◆ **SOURCE EXTRACT**
How does it affect the average Joe?
Among economists, a large consensus believes that a higher inflation is a significant cue for the US Fed to tame it with lower interest rates. However, there were also some who contested the logic stating that latest inflation numbers were not drastic enough to demand an interest-rate cut. For the record, the reported inflation numbers were above US-Fed's 2 percent targets and deemed necessary by many pundits to control America's labor market.
An interest rate cut is likely to erode purchasing power parity. Deposit accounts are likely to fetch lower interest affecting the purchasing power of cash savings. That means that the average American, who according to data from the Bureau of Labor Statistics (announced last week) is already witnessing higher outgo on things ranging from shelter to food is likely to spend more. And savings? Well, those who wish to find a better rate than their savings and checking accounts may want to park somewhere else - Bonds, Equities, Gold, and even cryptocurrencies.
How does it affect the average Indian?
Decisions taken by the FOMC will not have a direct bearing upon Indians, rather an indirect one. The last time, America attempted experimenting with interest rates, even bringing it to near zero, a large flight of capital meant more money entered Indian markets via FPI activity, IPOs, and even FDI investments. The particular policy-rehashing in the run-up to the 2007 Financial crisis has received the US policy makers significant flak. That, more for doing little to avert the 2008 Financial crisis than the capital-flight.
There is a popular theory that a drop in interest rates is likely to cause a similar out-flight towards emerging markets such as India, China, Brazil and other emerging economies. There is no clear answer on how much would the benefactor countries gain from this capital-flight given there would be calculations around Currency, and tariffs or restrictions.
How does it affect Currency Markets?
Both Gold and Bitcoin traders have been anxiously keeping an eye on the FOMC updates. And both are at their all-time highs. The BTC had in July set an all-time high of $116,000 levels. As of the time of publishing this story, BTC was quoting $115,057.07 as per data from Coinmarketcap, an exchange.

◆ **EXTRACTED RECORDS**

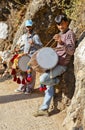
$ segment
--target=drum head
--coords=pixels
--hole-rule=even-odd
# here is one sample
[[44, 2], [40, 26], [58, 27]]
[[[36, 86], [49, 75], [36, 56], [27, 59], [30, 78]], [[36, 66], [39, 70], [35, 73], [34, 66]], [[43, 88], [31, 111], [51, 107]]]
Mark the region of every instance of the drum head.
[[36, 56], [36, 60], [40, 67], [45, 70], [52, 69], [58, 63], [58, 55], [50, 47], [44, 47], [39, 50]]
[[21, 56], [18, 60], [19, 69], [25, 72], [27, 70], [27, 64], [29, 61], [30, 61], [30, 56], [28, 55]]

...

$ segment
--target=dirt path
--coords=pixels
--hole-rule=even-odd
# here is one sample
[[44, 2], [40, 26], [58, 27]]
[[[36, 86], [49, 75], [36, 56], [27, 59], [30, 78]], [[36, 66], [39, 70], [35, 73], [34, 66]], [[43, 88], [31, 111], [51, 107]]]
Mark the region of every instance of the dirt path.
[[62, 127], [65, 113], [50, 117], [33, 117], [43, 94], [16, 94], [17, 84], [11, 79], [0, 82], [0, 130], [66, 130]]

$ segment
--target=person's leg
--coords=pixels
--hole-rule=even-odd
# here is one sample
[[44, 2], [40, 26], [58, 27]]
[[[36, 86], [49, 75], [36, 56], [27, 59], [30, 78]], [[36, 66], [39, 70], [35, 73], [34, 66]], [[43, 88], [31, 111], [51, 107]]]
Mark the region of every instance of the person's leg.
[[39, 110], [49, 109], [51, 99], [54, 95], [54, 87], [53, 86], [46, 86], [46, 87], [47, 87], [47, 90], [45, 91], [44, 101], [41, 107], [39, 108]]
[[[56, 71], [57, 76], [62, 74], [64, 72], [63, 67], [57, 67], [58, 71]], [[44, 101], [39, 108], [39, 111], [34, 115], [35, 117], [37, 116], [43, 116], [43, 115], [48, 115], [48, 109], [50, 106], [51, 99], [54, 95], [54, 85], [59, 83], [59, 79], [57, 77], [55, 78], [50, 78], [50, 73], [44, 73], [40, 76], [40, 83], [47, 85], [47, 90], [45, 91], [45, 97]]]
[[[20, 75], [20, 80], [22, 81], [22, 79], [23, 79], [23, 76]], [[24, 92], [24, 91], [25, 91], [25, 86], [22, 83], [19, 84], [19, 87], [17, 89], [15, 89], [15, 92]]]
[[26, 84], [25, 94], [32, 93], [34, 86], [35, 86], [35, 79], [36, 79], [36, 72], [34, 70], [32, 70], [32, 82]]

...

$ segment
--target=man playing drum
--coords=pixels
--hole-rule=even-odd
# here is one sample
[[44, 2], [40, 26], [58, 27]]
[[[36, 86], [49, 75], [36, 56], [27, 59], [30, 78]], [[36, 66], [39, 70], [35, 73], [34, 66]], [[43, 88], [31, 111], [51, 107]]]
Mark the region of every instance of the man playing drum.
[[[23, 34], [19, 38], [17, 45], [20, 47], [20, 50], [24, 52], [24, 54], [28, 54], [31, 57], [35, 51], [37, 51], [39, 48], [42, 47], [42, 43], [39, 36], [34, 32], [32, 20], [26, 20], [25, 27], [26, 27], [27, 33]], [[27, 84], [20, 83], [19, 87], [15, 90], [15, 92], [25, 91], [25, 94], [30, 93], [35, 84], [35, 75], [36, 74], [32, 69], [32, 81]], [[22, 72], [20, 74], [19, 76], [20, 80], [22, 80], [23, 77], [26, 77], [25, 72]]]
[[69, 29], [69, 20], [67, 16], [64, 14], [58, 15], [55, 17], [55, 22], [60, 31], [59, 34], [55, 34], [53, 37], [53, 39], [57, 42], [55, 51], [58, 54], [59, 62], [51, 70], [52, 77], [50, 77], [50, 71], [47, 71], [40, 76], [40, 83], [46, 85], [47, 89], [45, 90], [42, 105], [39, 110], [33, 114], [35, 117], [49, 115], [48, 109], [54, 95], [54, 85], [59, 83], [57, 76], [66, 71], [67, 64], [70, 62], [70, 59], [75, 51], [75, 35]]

◆ **WORK TASK**
In the article on a possible US interest rate cut, what all-time high did BTC set in July?

◆ **TASK SOLUTION**
$116,000 levels.